(Records contained in a dataset)

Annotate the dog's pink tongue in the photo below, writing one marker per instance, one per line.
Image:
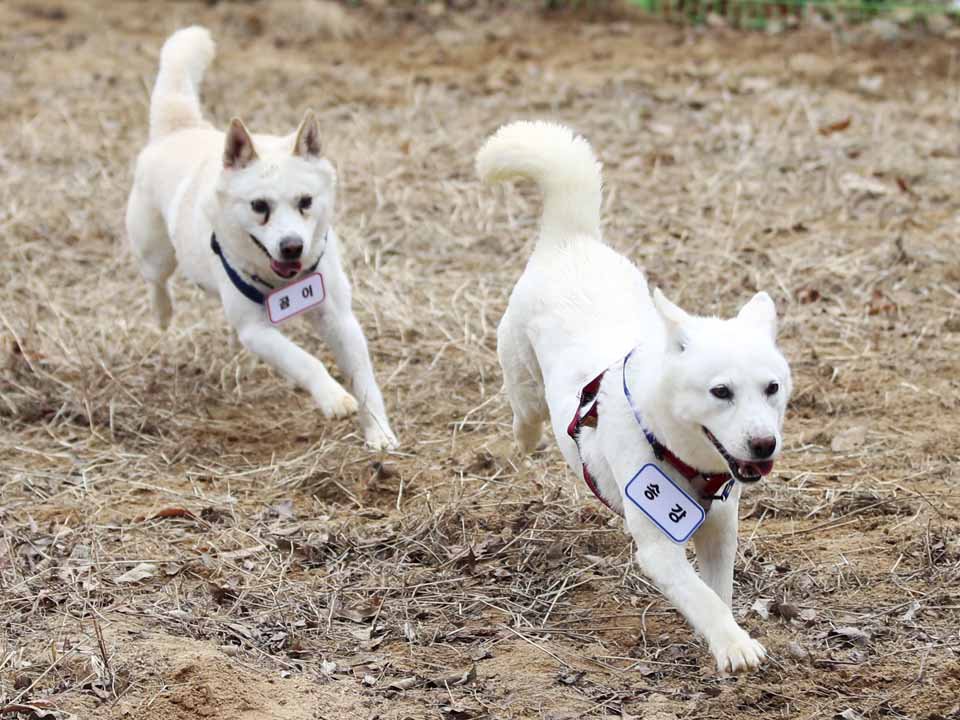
(761, 468)
(285, 269)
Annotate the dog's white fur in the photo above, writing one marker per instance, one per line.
(578, 308)
(192, 180)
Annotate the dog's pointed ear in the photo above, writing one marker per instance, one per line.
(760, 311)
(238, 150)
(674, 318)
(307, 143)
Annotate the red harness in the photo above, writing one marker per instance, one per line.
(706, 484)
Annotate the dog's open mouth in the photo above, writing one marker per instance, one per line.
(284, 269)
(742, 470)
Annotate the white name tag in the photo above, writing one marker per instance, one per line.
(669, 507)
(292, 300)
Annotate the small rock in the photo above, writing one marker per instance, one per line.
(938, 24)
(849, 440)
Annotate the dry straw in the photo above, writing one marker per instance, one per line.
(182, 535)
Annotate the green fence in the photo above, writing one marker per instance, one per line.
(761, 14)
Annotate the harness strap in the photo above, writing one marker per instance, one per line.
(710, 486)
(587, 415)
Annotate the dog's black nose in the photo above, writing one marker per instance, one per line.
(763, 448)
(291, 248)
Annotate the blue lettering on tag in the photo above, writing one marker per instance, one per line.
(669, 508)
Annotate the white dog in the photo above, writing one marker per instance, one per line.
(660, 410)
(249, 219)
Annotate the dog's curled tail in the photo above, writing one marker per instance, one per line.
(562, 164)
(175, 103)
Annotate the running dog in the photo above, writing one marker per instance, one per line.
(248, 218)
(665, 414)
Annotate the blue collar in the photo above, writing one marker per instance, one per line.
(246, 289)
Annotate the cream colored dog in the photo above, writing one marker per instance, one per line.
(246, 216)
(648, 402)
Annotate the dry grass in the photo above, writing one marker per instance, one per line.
(285, 573)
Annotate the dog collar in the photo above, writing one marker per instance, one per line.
(708, 484)
(250, 292)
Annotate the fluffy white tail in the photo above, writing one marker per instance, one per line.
(562, 164)
(175, 103)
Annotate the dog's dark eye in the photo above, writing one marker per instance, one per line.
(722, 392)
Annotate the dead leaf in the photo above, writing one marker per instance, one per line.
(403, 684)
(358, 613)
(805, 296)
(838, 126)
(284, 510)
(798, 651)
(911, 612)
(783, 610)
(136, 574)
(243, 553)
(761, 607)
(853, 183)
(463, 678)
(849, 714)
(852, 634)
(880, 303)
(571, 678)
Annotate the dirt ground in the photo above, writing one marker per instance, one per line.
(183, 536)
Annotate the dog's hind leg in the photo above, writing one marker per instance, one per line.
(524, 385)
(155, 254)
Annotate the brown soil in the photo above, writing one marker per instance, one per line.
(286, 573)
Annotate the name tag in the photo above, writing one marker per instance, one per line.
(673, 511)
(296, 297)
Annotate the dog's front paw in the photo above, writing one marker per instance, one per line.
(379, 437)
(741, 654)
(337, 403)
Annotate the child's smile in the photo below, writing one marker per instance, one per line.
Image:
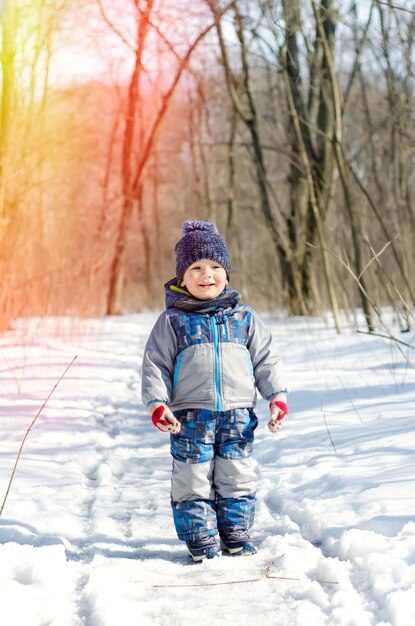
(205, 279)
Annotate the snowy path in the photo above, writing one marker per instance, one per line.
(87, 535)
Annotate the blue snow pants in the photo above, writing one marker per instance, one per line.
(213, 477)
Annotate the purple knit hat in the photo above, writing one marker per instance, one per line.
(200, 240)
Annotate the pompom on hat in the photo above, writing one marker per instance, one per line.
(200, 240)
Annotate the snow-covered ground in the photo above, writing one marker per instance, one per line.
(86, 535)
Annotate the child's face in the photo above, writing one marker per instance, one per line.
(205, 279)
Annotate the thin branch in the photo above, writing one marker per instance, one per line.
(29, 429)
(265, 574)
(328, 429)
(394, 6)
(113, 28)
(390, 337)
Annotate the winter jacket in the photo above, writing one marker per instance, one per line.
(209, 354)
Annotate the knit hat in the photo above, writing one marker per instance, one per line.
(200, 240)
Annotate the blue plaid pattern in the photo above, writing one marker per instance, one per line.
(194, 519)
(235, 513)
(205, 434)
(191, 329)
(201, 518)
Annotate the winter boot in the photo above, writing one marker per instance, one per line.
(237, 542)
(203, 548)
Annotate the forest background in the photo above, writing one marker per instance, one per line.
(288, 123)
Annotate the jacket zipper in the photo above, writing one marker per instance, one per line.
(215, 338)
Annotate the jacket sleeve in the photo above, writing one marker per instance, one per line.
(269, 372)
(158, 362)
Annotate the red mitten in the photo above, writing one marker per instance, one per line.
(279, 411)
(163, 418)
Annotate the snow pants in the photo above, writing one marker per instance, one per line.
(213, 477)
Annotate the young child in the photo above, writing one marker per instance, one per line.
(205, 357)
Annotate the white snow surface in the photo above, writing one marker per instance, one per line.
(86, 534)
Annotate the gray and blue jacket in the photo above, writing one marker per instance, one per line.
(211, 354)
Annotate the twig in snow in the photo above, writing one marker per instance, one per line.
(328, 429)
(391, 337)
(265, 574)
(28, 431)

#### What the task asks
How many lines in the records above contain the word "below"? Answer with the number only.

#### Exercise output
2